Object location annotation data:
* * *

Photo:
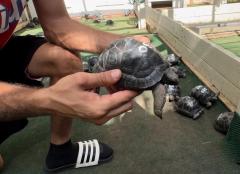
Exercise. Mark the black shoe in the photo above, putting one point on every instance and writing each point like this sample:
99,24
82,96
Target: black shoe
75,155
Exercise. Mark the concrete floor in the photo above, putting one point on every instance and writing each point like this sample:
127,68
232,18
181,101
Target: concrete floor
141,141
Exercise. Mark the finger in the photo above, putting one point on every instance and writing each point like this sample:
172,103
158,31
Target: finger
107,78
114,113
112,101
112,89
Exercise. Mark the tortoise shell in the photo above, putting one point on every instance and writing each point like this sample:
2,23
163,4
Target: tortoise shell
189,106
223,121
204,95
141,66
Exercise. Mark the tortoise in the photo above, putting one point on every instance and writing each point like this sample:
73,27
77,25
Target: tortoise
96,21
223,122
204,95
109,22
188,106
173,59
173,92
181,72
142,68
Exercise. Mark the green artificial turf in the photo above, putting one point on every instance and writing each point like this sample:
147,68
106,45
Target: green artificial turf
231,43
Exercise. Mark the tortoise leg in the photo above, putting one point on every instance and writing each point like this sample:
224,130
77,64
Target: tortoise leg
171,77
159,96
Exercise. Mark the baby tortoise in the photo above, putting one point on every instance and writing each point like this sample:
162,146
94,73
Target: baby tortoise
189,107
223,122
204,95
109,22
142,69
173,92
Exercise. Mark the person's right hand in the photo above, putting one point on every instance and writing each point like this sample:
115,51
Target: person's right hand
72,96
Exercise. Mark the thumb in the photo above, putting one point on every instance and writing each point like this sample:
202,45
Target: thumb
107,78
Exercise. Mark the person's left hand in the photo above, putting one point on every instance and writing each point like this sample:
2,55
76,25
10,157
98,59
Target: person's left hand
142,38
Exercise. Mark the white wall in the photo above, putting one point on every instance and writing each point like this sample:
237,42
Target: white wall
205,14
76,6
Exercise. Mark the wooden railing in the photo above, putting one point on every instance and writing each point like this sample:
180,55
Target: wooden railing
219,69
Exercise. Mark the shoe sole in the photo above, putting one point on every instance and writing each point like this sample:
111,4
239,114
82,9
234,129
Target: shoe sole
65,167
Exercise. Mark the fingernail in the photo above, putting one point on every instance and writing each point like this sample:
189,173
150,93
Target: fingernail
116,74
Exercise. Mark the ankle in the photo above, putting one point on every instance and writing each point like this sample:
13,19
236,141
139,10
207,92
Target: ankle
1,162
59,141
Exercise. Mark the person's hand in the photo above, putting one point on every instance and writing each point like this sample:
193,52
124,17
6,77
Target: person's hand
72,96
143,39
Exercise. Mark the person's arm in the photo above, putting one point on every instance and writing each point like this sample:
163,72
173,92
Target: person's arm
71,96
60,29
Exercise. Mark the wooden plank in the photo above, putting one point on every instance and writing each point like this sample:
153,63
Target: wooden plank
227,63
188,59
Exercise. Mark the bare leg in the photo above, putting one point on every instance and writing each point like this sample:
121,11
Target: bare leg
1,162
55,62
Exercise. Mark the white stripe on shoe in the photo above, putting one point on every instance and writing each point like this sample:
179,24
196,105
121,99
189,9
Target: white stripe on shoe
86,149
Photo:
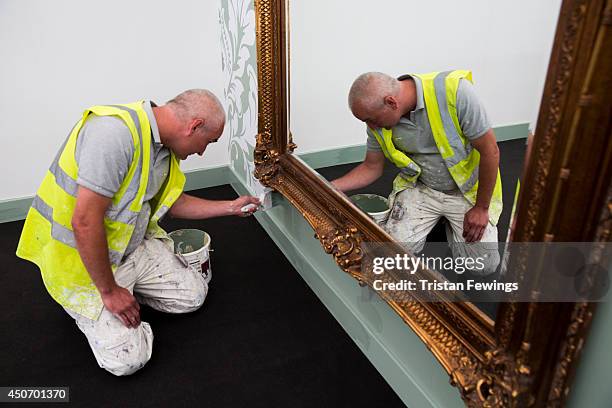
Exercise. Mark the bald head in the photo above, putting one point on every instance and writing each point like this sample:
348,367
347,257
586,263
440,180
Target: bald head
199,104
370,89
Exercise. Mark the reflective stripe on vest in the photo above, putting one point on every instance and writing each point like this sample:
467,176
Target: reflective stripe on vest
461,159
47,238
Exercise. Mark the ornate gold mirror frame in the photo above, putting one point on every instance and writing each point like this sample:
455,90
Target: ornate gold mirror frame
528,356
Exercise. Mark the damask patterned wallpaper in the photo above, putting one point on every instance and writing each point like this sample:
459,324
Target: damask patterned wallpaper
239,64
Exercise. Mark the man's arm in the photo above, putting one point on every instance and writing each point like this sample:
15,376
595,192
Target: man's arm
195,208
364,174
476,219
91,240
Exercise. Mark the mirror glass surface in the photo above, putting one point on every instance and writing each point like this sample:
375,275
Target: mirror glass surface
506,46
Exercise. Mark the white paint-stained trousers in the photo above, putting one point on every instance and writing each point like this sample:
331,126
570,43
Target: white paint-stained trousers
157,278
415,213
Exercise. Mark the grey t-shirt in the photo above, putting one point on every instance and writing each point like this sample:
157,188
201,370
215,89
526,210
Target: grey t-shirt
413,134
104,152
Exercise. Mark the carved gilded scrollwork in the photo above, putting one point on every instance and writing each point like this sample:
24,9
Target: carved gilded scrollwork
504,365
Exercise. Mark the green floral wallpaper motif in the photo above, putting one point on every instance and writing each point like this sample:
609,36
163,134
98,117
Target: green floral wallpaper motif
239,64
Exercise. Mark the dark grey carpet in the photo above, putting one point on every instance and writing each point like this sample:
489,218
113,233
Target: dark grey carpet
262,338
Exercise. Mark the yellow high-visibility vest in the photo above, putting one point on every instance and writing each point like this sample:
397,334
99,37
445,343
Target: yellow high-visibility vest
47,238
461,159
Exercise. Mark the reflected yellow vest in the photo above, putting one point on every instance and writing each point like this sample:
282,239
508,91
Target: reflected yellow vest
47,238
461,159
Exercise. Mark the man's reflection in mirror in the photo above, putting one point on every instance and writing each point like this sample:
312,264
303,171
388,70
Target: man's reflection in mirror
435,129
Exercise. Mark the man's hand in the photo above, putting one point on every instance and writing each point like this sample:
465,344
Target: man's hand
475,223
237,204
121,303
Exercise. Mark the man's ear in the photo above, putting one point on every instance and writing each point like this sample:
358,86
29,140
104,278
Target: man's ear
391,102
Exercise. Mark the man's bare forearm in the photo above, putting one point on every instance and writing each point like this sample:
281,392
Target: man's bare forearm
361,176
195,208
487,176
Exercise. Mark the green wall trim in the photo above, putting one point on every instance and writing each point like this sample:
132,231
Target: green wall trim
392,347
207,177
511,132
335,156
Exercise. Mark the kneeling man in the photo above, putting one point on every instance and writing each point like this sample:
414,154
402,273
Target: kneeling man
93,226
434,128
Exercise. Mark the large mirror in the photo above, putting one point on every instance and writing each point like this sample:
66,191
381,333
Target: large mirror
514,352
505,46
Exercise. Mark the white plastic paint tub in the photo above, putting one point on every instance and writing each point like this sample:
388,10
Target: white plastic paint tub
377,207
194,246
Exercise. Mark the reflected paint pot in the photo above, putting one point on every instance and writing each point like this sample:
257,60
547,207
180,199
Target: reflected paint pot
194,246
377,207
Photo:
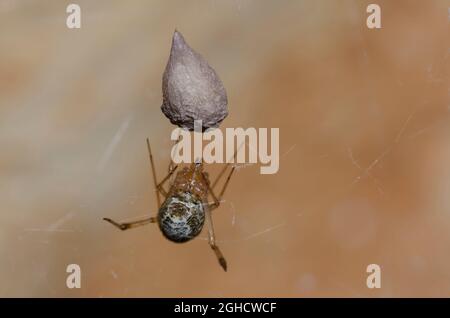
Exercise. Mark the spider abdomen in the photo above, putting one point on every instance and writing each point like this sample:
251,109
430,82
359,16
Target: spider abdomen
181,217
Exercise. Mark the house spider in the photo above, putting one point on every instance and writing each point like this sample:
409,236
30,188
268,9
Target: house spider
182,214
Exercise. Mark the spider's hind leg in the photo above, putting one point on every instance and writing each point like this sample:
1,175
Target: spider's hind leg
130,225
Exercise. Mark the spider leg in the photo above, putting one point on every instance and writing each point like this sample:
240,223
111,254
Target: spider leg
159,189
130,225
159,186
212,241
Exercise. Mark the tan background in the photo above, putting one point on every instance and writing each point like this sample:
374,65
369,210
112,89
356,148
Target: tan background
77,105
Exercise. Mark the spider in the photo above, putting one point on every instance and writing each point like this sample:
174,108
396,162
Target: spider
182,214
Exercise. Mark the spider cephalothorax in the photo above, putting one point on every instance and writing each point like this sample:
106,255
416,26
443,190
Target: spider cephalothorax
181,217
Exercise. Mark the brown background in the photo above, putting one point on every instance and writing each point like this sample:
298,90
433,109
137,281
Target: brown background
77,105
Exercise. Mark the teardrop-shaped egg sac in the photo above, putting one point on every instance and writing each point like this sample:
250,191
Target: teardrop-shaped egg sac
192,90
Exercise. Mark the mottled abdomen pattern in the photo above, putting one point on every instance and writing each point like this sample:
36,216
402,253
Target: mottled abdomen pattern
181,217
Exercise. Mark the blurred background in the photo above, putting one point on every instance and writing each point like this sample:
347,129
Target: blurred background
364,143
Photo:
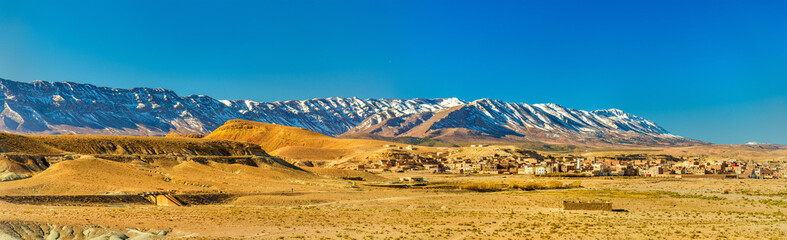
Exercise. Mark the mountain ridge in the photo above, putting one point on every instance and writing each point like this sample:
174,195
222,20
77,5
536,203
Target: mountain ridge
42,107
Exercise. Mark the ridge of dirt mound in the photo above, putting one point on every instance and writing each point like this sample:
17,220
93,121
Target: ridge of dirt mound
292,142
105,144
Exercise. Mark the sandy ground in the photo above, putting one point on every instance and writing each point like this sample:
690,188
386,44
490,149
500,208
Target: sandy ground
657,209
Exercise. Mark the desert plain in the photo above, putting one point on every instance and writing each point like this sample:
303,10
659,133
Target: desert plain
236,190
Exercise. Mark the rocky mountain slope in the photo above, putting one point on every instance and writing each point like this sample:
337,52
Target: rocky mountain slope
491,120
42,107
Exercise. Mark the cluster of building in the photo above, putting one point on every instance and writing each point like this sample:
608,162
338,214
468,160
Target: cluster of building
534,164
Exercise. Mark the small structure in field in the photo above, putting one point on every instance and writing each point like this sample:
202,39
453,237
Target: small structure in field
162,199
411,179
587,205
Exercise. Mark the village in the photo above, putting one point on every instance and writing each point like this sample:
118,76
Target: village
643,165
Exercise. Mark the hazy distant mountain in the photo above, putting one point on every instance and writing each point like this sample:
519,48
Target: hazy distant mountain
42,107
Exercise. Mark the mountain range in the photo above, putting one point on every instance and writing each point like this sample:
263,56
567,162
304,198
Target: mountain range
42,107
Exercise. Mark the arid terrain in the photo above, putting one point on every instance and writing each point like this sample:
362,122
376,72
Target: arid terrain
656,209
251,181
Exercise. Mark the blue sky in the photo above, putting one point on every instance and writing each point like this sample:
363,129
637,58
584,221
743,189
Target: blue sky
710,70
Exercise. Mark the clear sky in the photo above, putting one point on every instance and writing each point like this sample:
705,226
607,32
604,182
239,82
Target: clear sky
710,70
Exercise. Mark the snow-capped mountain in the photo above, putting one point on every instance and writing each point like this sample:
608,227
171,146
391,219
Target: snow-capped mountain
42,107
65,107
494,119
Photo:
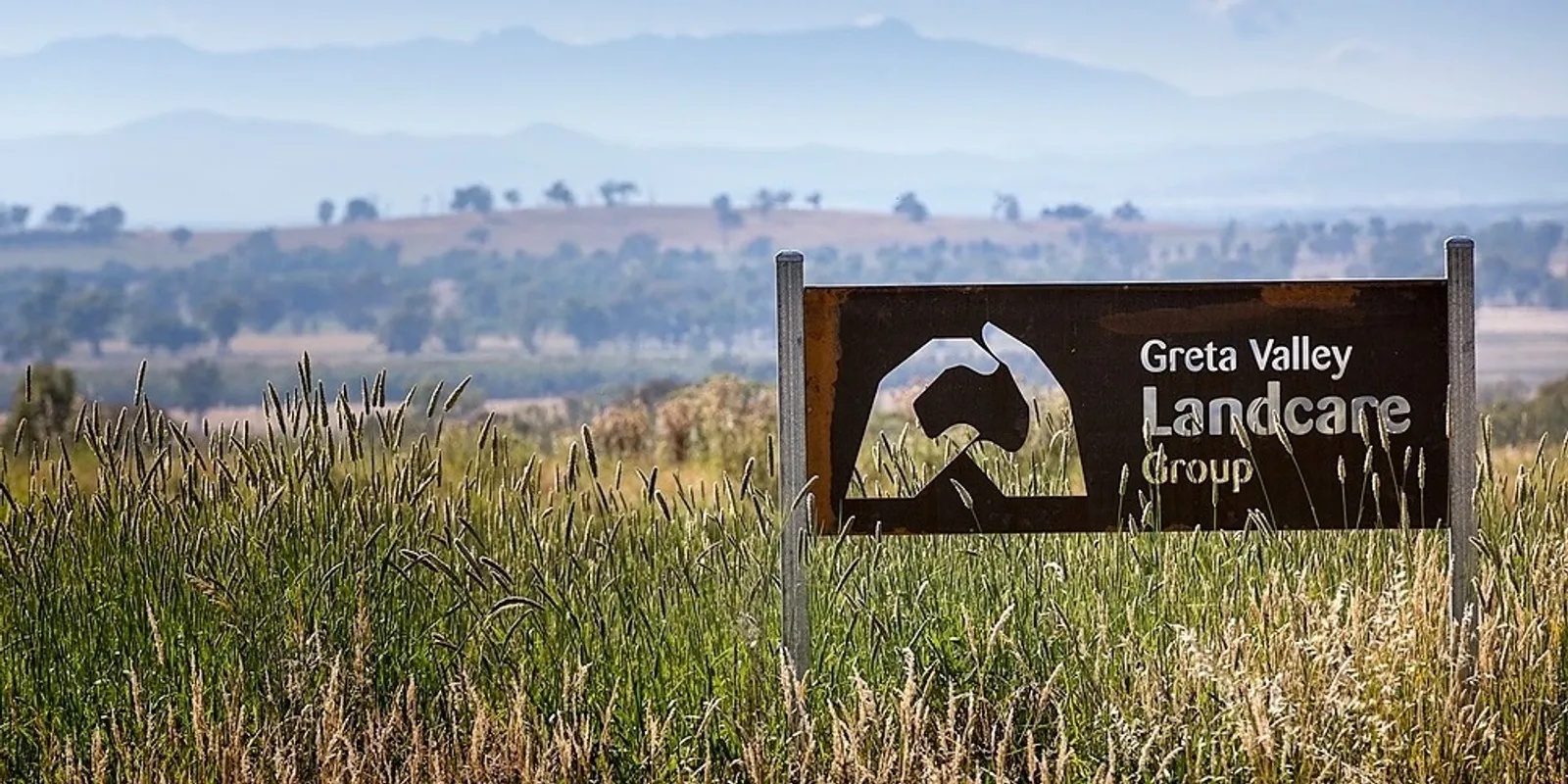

* * *

### [Task objective]
Count the lines in the records that contain the string "terrain" and give only that number.

### [Answer to this task]
2